Task goal
Reproduce all of the material below word for word, leaving out the pictures.

[start Recorded information]

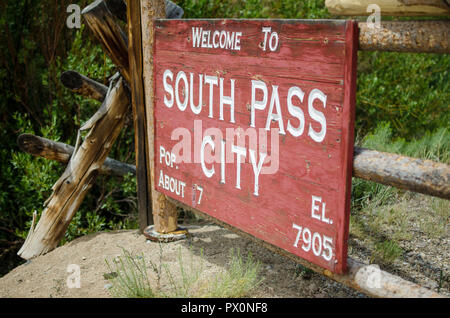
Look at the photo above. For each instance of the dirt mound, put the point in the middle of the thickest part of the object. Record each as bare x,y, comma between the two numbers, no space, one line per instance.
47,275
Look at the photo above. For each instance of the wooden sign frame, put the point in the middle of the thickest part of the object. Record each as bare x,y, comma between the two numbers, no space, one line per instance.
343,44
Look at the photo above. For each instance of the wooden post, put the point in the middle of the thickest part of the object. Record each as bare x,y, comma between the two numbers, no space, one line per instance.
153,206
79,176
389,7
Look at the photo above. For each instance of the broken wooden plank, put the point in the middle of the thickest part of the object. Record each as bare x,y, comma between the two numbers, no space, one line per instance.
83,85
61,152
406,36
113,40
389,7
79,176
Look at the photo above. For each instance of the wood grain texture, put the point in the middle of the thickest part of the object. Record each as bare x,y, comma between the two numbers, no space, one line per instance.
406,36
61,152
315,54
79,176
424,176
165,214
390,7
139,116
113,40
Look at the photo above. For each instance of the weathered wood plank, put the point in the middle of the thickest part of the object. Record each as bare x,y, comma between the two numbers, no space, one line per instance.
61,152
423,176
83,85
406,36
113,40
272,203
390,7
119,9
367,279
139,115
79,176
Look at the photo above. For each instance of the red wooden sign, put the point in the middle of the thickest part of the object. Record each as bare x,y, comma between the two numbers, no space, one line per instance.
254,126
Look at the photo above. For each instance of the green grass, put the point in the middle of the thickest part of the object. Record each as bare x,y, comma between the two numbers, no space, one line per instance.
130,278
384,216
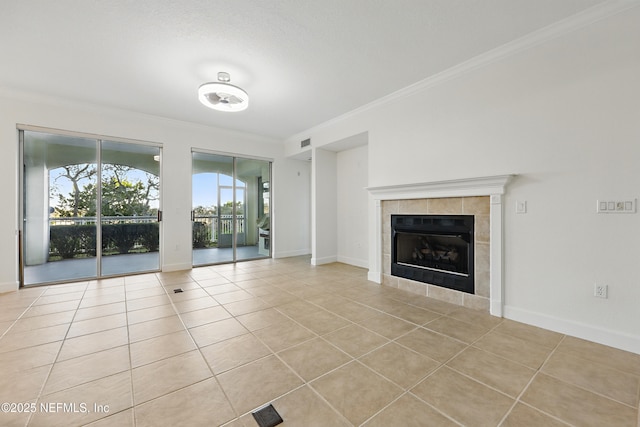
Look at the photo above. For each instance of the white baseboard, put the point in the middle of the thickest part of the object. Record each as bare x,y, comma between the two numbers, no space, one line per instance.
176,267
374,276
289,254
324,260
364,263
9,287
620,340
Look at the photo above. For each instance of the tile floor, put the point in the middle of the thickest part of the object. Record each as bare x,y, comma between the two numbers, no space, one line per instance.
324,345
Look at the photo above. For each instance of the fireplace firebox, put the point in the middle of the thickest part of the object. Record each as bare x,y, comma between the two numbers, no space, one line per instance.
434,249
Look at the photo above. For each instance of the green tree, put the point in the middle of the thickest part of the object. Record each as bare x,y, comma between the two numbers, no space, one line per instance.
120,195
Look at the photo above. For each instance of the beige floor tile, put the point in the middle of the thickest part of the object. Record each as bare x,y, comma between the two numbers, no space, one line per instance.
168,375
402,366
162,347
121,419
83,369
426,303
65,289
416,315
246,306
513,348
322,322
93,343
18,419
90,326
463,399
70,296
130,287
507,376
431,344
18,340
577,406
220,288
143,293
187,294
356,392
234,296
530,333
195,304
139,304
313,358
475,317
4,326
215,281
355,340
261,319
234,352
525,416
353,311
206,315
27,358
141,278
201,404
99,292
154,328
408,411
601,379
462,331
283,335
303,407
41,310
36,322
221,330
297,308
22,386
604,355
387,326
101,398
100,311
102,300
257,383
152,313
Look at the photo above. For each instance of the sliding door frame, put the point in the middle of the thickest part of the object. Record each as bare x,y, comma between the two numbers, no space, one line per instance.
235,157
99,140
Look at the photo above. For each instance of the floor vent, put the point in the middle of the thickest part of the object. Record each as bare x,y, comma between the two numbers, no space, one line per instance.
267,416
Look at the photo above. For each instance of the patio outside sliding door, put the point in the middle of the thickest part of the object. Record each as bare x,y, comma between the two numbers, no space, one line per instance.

[end Recorded information]

Written solution
Look at the photo above. For each instance of the dirt mound, put the point in the middle of the thickest part of the object. Record each as bare x,y, comma between the two numbers, no space, one line per instance.
47,275
Look at the photo above. For each instance of the wooden sign frame, put the point in the middle of the thickest part of the object. Record each as bare x,y, comma between the two numbers, no space, one line per instance.
343,44
Look at the photo above. For each instance of the wooden post, put the point in the middle of the thickest part of the object. Record each as bare x,y, comma between the two numbers, no space, one line per instance.
153,206
79,176
389,7
Look at the photo above. For each instance of the broken wooden plank, put the point in the middle of the thickest part of the object. Record each as bare x,y, comma between the two numbers, no space, one line per instance.
83,85
61,152
406,36
113,40
389,7
79,176
Look at the photo above. For each instance of the wood grain texture, put the point in the middle of the thickest part of the object. Record each as bare x,y, comma between the two numbers, no space, one line per instance.
406,36
61,152
315,54
79,176
424,176
165,214
390,7
139,116
113,40
Look at the photo above. For each instance of the weathered wood plank, put the point in the middle of the thickest part of the object. Record each as bare x,y, comma between the two numbers, no space, one line per instance.
61,152
423,176
83,85
406,36
113,40
272,203
390,7
119,9
367,279
139,115
79,176
Look at the photo above. For each instance of the red wooden sign, put the point in the middle of the thickest part of the object. Record each as bare x,y, comma between the two numbers, no space, one line per instance.
254,126
Look at the photo above. For each instance of the green grass, put the point in the middle of the thickest part of the object. Record each as bare x,y, comma between the two numbers, no space, one line per instance.
130,278
384,216
Look at the photo above. For each instance of the white baseboard, put the point in the middle of the thickest part of the object. Record each as bare x,y, comma between the two numbers, no space, one line per instance.
176,267
374,276
289,254
324,260
364,263
9,287
620,340
Look at the photo above. For each instance of the tile floor, put the point in the middle of the thickest part of the object. Record each as bare x,y, comma between the two numbers, no space, one line per instance.
324,345
Look at the photo above. For each instance of the fireplace firebox, put the point in the middle of the thickest part of the object. Record each as bare x,y, comma between the two numbers, no space, one line per instance.
434,249
Look at the photo above. For each instance of the green tree, put the point in the middle of the thickest part of the object. Record each as bare x,y, comma between the two numbers, no space, one line per instance.
120,195
Look at the photo above. For each instance of the beige floor tile, put the point in the middle of the thickest part of the object. Record each as bare x,y, comma between the two numbers, no space, one line per instance.
168,375
402,366
162,347
121,419
83,369
426,303
65,289
416,315
246,306
513,348
322,322
93,343
18,419
90,326
463,399
70,296
130,287
507,376
431,344
18,340
577,406
220,288
143,293
187,294
356,392
234,296
530,333
195,304
139,304
313,358
475,317
4,326
215,281
355,340
261,319
234,352
525,416
353,311
206,315
27,358
141,278
201,404
99,292
154,328
408,411
601,379
462,331
283,335
303,407
41,310
36,322
221,330
297,308
22,386
604,355
387,326
101,398
100,311
102,300
257,383
152,313
Look at the photo above. For each instance of the sliding door frame, put the point in the middle of the thickest part of the object. Record each as bare x,y, comma between the two numbers, no space, one line per instance.
235,157
99,140
Look at the photo above. For each instance of the floor vent, put the point in the middle of the thickest part of the object. Record each as bare x,y, comma between the two numbers, no space, one line per instance.
267,416
Look at the photo above. For each instance of the patio outside sliding door, put the point in the middle of the thickest part of the object. Record each as bare x,y, comma between the two numbers, no space, one line per instance.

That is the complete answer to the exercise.